— start DATA SECTION —
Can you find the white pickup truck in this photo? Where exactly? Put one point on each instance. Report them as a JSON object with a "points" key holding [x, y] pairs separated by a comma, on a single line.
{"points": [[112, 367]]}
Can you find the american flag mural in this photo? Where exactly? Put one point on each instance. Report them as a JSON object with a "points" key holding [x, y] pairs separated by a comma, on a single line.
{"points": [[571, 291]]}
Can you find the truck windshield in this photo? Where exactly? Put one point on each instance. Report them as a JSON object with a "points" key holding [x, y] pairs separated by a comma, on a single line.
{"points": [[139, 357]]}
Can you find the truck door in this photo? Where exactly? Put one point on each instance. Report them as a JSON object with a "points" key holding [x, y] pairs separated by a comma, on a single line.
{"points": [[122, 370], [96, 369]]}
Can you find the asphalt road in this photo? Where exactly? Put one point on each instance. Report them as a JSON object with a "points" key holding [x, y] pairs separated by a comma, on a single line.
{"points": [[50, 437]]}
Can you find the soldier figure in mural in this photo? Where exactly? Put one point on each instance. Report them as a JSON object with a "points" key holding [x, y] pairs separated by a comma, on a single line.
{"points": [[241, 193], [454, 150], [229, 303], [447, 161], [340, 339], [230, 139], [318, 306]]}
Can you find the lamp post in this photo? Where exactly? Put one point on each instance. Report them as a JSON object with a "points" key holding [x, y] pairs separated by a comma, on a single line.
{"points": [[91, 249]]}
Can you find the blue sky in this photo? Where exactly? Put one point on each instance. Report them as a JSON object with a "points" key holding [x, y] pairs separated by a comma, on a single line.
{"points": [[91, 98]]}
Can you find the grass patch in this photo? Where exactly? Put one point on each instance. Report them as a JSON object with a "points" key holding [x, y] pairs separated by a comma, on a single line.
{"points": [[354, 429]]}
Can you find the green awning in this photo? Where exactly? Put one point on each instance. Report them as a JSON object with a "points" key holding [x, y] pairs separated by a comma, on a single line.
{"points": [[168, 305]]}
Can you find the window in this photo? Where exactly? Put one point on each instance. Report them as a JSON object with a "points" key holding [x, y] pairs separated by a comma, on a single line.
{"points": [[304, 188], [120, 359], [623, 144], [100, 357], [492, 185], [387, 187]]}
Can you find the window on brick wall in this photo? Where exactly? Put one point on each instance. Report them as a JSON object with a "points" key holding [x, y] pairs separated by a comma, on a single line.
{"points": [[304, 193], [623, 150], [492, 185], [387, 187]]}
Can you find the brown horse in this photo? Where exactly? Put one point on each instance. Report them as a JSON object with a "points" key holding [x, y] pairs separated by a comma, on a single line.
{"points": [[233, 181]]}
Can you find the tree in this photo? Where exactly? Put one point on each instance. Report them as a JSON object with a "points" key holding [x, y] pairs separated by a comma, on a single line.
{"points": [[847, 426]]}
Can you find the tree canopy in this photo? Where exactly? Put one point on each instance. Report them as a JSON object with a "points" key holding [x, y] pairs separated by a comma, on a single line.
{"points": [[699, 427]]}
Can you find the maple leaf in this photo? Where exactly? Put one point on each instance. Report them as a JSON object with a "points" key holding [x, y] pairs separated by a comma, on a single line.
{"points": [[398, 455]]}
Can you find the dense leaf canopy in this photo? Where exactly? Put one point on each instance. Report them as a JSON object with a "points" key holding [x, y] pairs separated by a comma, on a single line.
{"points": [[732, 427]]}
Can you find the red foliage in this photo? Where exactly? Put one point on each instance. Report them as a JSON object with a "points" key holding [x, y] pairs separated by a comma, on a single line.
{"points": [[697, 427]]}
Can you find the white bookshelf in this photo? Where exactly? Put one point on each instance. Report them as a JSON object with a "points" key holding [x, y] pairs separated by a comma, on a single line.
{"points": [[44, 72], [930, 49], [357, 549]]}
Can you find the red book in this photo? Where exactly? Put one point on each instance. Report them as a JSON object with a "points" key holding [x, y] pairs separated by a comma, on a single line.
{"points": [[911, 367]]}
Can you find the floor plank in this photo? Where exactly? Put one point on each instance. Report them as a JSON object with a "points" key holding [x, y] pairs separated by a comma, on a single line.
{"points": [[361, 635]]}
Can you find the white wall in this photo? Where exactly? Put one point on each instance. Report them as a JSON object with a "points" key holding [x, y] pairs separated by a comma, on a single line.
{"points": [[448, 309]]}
— end DATA SECTION —
• TASK TO COMPLETE:
Arrange all of the items above as a two-column CSV with the header item_text,answer and one row per item. Put each item's text and its answer in their own quoted fields, with any line breaks replaced by spaces.

• RESPONSE:
item_text,answer
"Can you find the white pickup truck in this photo? Where exactly? Put one point on each instance. Report them as a JSON object with a ""points"" key holding [x, y] pairs separated by a comma, on a single line.","{""points"": [[112, 367]]}"
"Can you find the american flag mural in this photo? Where exactly? Put one point on each instance. Report them as a JSON object with a ""points"" key holding [x, y] pairs separated by a comma, on a single line.","{""points"": [[571, 291]]}"
"Can you find the truck windshield in this photo? Where exactly? Put one point on each instance. Report them as a JSON object with a ""points"" key holding [x, y] pairs separated by a comma, on a single line.","{""points"": [[139, 357]]}"
"Can you find the truck door in this photo? Where exactly? Put one point on each instance. Report them as a JSON object with a ""points"" key holding [x, y] pairs separated by a comma, on a single line.","{""points"": [[122, 370], [96, 369]]}"
"Can you find the asphalt road in this photo? Where exactly? Put one point on each instance. Report them as a JSON object with a ""points"" key holding [x, y] pairs separated by a comma, on a single line.","{""points"": [[50, 437]]}"
"Can you find the soldier figure in mural in this photo? Where exactly? Put one point on each instance. Report them as a JSON object with a ""points"" key holding [x, y] pairs separated by a comma, on a single line.","{""points"": [[241, 193], [454, 150], [229, 303], [447, 161], [340, 339], [230, 139], [318, 306]]}"
"Can you find the lamp post in this photo? Where exactly? Put one point on each instance. Report them as a JSON object with a ""points"" key holding [x, y] pairs separated by a comma, on a single line.","{""points"": [[91, 249]]}"
"Can you find the blue sky in this photo? Where exactly? Put one point on each instance. Report them as a JSON object with a ""points"" key holding [x, y] pairs separated by a comma, on a single line.","{""points"": [[91, 98]]}"
"Can you find the grass patch in this photo? Where exactly? Put one point on each instance. Report them as a JSON object with a ""points"" key holding [x, y] pairs separated by a comma, on a single line.","{""points"": [[354, 429]]}"
"Can you find the green awning in this photo? Where exactly? Put one point on each instance. Report them as a JSON object with a ""points"" key holding [x, y] pairs separated by a comma, on a single line.","{""points"": [[168, 305]]}"
"Can you find the window in this photo? Where exactly? Put one point on each instance. Report them as a JSON object with a ""points"" key holding [x, y] pairs separated by a comma, on a single line.","{""points"": [[304, 188], [120, 359], [623, 144], [100, 357], [492, 185], [387, 187]]}"
"Can you find the window on brick wall in this photo? Where exactly? Put one point on each instance. Report them as a JSON object with a ""points"" key holding [x, y] pairs separated by a comma, on a single line.","{""points"": [[304, 193], [623, 150], [492, 185], [387, 187]]}"
"Can you find the brown horse in this photo? Where exactly? Put one point on each instance. Report them as a JSON object with a ""points"" key holding [x, y] pairs separated by a comma, on a single line.","{""points"": [[233, 181]]}"
"Can you find the tree in this photo? Where exactly? Put one point on each instance. Report them as a JSON object with a ""points"" key holding [x, y] pairs separated by a comma, on a single line.","{""points"": [[847, 426]]}"
"Can you find the tree canopy in this photo? Where exactly? Put one point on each instance. Report them as a JSON object with a ""points"" key holding [x, y] pairs separated by a comma, on a single line.","{""points"": [[699, 427]]}"
"Can you find the maple leaf in this photo? Where exactly? Put one point on each instance. Report them as a JSON object with a ""points"" key holding [x, y] pairs separated by a comma, on a single line.","{""points"": [[398, 455]]}"
"Can you find the dense leaf canopy in this photo? Where exactly? Put one point on each instance. Report them as a JSON object with a ""points"" key holding [x, y] pairs separated by a comma, on a single line.","{""points"": [[732, 427]]}"
"Can you find the red foliage in this photo? Where exactly? Put one point on each instance. Report them as a JSON object with a ""points"" key holding [x, y] pairs separated by a comma, on a single line.","{""points"": [[697, 427]]}"
"Can you find the white bookshelf in this photo? Where exactly? Put one point on each instance. Report them as a JSON object with a ""points"" key holding [x, y] pairs separated by a comma, on a single line.","{""points"": [[44, 72], [930, 49], [357, 549]]}"
"Can you find the red book in this photo? Where exactly? Put one point on each instance. Report them as a JSON object with a ""points"" key holding [x, y] pairs separated by a comma, on a single line.","{""points"": [[911, 367]]}"
"Can you find the floor plank in this photo? Where exactly? Put one point on each instance. Report them as a JSON object with a ""points"" key holding [x, y] pairs separated by a comma, on a single line.","{""points"": [[361, 635]]}"
"Can you find the white wall in this photo? Where exactly? Put one point on each instance. Report them as a JSON object with a ""points"" key holding [x, y] pairs separated by a comma, on a single line.","{""points"": [[448, 309]]}"